Excerpt from the dataset:
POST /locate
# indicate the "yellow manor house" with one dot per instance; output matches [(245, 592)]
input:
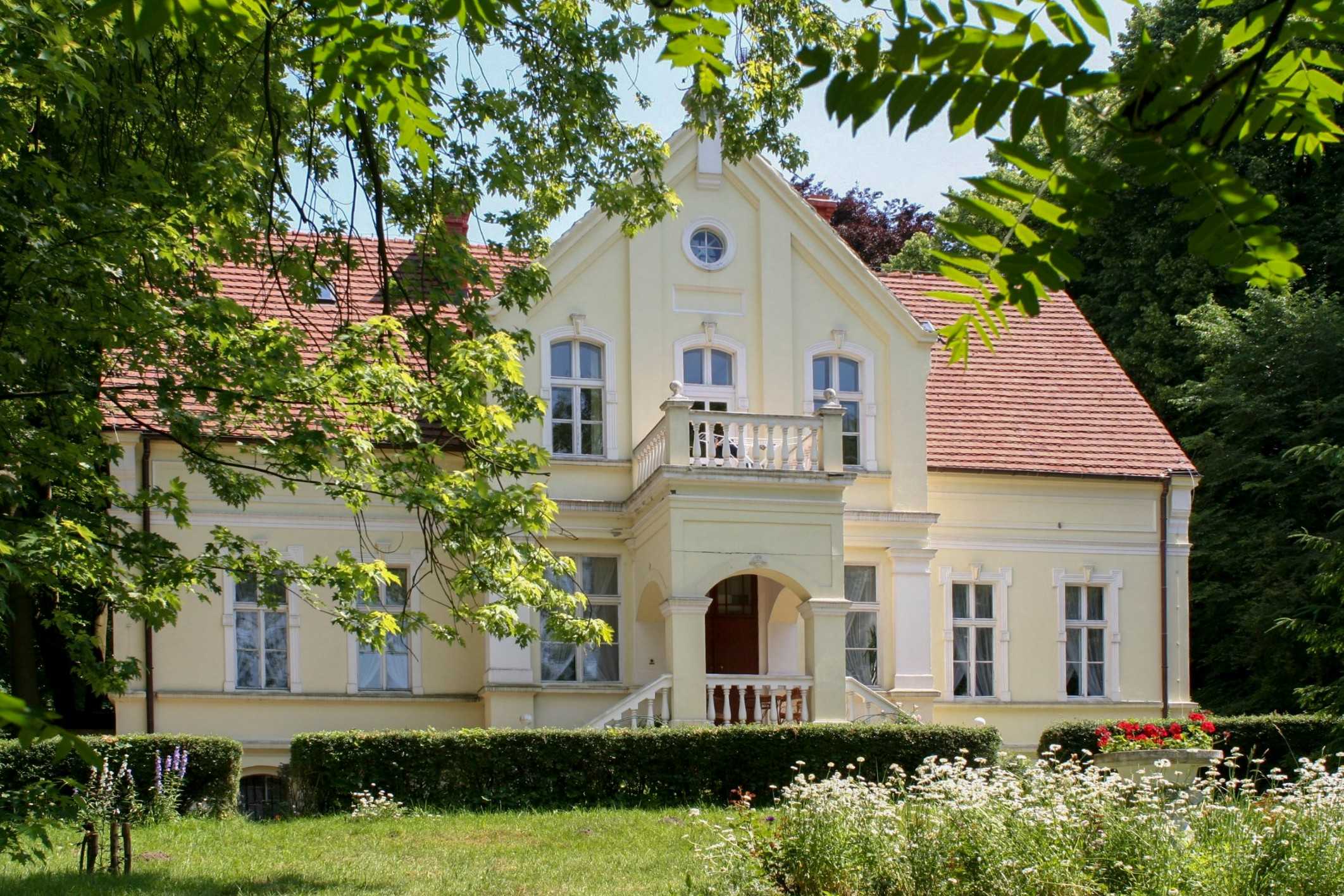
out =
[(778, 494)]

DESCRIPTION OF THE TASK:
Reproduce the listing above verbatim, leaving out any pictures.

OUTPUT:
POST /locate
# indicate the "yellow manor house" with one dot per instance; output matches [(245, 592)]
input:
out =
[(778, 494)]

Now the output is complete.